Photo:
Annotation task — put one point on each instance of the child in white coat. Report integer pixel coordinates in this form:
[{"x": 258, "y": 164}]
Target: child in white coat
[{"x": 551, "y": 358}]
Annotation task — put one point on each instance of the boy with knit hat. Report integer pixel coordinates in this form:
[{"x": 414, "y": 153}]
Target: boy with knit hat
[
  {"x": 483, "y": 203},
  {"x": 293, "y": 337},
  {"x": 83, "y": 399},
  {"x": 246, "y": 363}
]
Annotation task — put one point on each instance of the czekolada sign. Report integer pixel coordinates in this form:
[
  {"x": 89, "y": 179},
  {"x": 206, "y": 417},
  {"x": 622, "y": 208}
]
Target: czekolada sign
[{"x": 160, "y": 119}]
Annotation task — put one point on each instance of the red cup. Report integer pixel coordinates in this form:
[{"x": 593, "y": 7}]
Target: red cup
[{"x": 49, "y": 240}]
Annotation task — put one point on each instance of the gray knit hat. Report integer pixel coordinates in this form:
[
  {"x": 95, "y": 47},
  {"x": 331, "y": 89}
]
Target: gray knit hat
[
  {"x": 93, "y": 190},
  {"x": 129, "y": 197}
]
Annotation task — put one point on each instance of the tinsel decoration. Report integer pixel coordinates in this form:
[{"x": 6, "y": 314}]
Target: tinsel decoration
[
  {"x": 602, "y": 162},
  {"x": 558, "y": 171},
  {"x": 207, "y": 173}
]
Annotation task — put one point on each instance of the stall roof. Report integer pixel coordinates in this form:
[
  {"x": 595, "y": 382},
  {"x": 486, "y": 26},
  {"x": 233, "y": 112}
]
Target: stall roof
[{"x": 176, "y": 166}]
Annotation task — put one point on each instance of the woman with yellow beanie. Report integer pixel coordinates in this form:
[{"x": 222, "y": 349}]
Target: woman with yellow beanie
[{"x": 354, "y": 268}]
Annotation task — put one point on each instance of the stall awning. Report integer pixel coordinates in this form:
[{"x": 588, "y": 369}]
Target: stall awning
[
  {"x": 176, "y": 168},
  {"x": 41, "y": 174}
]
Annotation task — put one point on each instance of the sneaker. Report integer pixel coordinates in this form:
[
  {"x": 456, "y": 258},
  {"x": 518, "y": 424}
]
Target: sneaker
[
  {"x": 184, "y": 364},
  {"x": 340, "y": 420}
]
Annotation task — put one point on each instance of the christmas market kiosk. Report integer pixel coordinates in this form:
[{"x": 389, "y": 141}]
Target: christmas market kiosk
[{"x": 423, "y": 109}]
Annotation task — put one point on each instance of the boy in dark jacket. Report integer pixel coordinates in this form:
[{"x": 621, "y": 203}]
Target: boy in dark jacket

------------------------------------

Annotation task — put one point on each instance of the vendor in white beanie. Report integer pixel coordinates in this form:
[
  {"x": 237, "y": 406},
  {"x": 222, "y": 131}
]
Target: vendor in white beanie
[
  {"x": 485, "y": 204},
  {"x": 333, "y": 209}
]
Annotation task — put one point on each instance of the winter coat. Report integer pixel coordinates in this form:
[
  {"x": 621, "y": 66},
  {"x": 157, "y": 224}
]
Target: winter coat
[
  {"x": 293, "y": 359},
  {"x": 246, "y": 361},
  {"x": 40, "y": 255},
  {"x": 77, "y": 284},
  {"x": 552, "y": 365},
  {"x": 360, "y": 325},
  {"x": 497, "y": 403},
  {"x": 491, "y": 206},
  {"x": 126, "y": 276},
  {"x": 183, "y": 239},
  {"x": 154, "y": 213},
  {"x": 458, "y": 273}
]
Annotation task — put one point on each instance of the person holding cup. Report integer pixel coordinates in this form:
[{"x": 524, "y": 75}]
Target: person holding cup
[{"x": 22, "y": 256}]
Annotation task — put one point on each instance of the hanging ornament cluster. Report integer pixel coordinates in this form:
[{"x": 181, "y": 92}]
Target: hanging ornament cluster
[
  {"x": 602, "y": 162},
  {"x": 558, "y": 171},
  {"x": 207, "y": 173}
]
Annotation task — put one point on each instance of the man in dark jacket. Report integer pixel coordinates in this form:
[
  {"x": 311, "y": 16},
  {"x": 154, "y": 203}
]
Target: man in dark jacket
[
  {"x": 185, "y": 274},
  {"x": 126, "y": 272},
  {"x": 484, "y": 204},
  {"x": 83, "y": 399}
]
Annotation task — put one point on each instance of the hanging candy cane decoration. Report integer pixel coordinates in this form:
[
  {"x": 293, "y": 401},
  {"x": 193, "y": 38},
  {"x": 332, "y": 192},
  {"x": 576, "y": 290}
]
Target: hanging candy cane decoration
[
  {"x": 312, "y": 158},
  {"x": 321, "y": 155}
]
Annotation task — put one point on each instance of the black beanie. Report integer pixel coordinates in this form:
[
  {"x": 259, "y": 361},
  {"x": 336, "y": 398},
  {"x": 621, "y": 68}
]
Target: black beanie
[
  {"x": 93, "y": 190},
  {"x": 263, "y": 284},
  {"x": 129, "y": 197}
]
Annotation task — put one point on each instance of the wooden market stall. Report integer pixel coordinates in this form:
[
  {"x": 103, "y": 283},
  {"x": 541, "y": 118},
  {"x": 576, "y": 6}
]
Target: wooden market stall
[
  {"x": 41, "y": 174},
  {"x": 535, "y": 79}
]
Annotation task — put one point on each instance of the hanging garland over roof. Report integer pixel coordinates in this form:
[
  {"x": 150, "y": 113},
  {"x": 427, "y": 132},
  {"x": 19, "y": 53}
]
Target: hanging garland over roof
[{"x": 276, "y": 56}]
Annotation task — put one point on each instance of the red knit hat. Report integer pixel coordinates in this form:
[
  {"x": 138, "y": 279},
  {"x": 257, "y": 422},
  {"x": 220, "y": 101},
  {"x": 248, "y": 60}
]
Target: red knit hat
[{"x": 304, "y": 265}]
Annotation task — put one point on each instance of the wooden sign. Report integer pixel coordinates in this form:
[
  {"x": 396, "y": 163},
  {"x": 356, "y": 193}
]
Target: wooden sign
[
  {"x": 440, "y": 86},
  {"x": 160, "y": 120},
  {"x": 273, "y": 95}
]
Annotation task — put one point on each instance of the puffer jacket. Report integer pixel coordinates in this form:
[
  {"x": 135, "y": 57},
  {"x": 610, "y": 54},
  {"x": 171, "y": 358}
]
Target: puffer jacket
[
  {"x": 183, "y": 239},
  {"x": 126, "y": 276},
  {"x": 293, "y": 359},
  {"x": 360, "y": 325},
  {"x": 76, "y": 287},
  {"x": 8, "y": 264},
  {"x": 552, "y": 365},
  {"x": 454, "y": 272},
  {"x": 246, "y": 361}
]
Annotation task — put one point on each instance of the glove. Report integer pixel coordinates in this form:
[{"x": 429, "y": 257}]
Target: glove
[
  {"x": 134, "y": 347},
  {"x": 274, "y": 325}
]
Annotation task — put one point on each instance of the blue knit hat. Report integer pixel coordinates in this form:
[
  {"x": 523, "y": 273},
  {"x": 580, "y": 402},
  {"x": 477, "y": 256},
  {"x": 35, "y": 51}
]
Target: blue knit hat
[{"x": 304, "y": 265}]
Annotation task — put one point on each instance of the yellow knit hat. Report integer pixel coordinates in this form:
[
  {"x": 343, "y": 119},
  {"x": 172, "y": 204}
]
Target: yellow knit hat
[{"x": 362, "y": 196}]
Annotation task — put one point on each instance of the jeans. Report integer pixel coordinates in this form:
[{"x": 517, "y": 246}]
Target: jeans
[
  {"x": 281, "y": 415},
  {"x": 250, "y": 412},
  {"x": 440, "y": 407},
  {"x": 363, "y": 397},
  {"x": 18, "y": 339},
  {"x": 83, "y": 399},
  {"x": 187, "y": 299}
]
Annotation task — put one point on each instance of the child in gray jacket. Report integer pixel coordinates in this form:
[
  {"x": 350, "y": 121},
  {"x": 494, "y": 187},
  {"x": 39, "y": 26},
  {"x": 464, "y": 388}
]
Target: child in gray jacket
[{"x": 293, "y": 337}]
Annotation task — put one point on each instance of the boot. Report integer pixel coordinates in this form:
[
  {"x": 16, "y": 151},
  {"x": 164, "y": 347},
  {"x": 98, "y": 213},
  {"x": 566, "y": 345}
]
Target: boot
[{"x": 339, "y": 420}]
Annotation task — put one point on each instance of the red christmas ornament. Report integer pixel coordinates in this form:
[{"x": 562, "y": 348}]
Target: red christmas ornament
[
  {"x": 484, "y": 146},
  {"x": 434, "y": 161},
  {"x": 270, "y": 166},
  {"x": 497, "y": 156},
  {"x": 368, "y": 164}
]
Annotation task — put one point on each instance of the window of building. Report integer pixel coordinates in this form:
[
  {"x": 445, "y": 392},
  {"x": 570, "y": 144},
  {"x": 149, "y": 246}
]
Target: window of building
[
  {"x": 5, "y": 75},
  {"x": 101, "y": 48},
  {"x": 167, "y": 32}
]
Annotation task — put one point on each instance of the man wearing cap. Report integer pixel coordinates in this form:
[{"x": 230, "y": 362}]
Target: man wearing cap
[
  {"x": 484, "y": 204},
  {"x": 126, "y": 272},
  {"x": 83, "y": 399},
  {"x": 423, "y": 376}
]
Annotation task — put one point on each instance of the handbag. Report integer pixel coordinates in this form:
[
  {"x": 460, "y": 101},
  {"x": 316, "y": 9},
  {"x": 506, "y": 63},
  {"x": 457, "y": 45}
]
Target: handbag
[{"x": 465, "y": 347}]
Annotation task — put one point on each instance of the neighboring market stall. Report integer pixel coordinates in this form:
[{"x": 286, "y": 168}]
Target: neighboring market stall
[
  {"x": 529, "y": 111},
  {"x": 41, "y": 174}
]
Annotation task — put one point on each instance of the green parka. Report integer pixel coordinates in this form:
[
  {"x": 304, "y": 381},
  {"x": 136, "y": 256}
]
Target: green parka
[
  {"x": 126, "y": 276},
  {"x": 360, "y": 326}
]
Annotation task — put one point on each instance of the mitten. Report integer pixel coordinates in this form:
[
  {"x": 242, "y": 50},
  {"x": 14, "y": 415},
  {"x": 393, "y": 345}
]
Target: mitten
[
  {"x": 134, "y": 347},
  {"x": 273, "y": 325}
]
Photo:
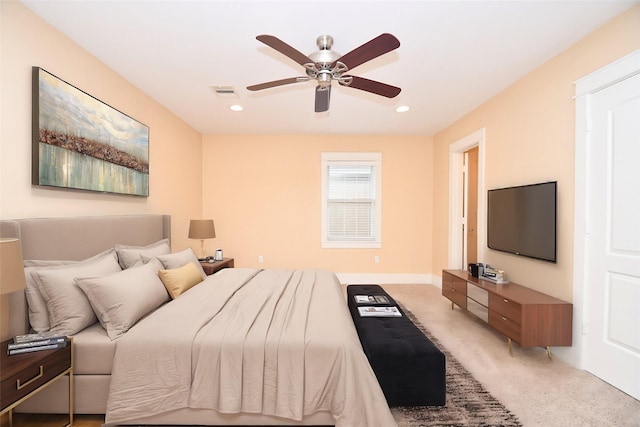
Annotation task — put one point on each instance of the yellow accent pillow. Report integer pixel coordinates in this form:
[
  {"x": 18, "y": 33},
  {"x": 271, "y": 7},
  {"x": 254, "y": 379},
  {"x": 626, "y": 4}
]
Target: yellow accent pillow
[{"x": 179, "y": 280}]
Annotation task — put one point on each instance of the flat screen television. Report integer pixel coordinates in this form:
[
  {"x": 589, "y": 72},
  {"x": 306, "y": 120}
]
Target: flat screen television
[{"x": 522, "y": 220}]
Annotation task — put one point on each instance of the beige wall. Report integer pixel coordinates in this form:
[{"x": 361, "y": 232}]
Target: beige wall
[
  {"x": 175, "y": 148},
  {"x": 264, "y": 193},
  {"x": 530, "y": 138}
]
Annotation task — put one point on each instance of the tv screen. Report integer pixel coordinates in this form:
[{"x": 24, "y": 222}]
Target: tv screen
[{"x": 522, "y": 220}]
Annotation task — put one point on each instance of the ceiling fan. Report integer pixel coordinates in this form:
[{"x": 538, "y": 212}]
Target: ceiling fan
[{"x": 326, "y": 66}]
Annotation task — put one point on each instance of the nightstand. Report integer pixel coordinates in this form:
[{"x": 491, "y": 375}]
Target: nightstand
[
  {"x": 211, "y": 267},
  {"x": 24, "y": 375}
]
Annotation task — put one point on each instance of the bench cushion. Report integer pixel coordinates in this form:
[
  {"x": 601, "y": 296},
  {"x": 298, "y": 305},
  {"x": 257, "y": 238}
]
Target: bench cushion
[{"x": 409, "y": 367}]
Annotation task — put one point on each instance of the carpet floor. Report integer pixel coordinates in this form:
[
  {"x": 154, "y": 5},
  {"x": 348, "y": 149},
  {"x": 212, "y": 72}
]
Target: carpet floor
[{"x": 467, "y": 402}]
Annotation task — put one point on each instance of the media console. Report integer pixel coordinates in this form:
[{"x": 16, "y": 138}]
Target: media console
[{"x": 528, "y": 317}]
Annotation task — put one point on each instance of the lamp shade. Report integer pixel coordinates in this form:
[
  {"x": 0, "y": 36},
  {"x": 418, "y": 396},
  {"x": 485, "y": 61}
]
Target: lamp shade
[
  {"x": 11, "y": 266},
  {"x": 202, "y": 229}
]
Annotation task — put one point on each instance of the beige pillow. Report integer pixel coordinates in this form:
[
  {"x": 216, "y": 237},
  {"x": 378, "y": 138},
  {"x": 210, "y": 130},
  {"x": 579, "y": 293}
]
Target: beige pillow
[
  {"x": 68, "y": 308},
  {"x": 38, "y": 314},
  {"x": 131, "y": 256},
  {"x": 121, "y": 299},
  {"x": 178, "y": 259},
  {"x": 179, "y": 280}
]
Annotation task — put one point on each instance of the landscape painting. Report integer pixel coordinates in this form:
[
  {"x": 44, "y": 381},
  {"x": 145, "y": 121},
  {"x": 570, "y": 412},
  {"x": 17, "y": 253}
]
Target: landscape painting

------------------------------------

Set problem: Duplicate the items above, keeping every line the same, starting with the line that contains "of the lamp" and going down to the line that contains "Target: landscape painting", with both of those lines included.

Expected answer:
Annotation task — put one point on each instance of the lamp shade. Report integer pixel coordinates in this form:
[
  {"x": 0, "y": 36},
  {"x": 418, "y": 396},
  {"x": 485, "y": 61}
]
Target: lamp shade
[
  {"x": 11, "y": 266},
  {"x": 202, "y": 229}
]
Annotation task — put one point on each instance of the beige pillow. Report integer pixel coordinates in this form:
[
  {"x": 216, "y": 237},
  {"x": 378, "y": 138},
  {"x": 210, "y": 130},
  {"x": 579, "y": 293}
]
Target: beige pillow
[
  {"x": 68, "y": 308},
  {"x": 38, "y": 314},
  {"x": 131, "y": 256},
  {"x": 121, "y": 299},
  {"x": 178, "y": 259},
  {"x": 179, "y": 280}
]
Annotation task — put one point on each instance of the landscape painting. Report integer pixel coordinates in this form:
[
  {"x": 44, "y": 381},
  {"x": 145, "y": 121},
  {"x": 570, "y": 412},
  {"x": 17, "y": 253}
]
Target: landscape painting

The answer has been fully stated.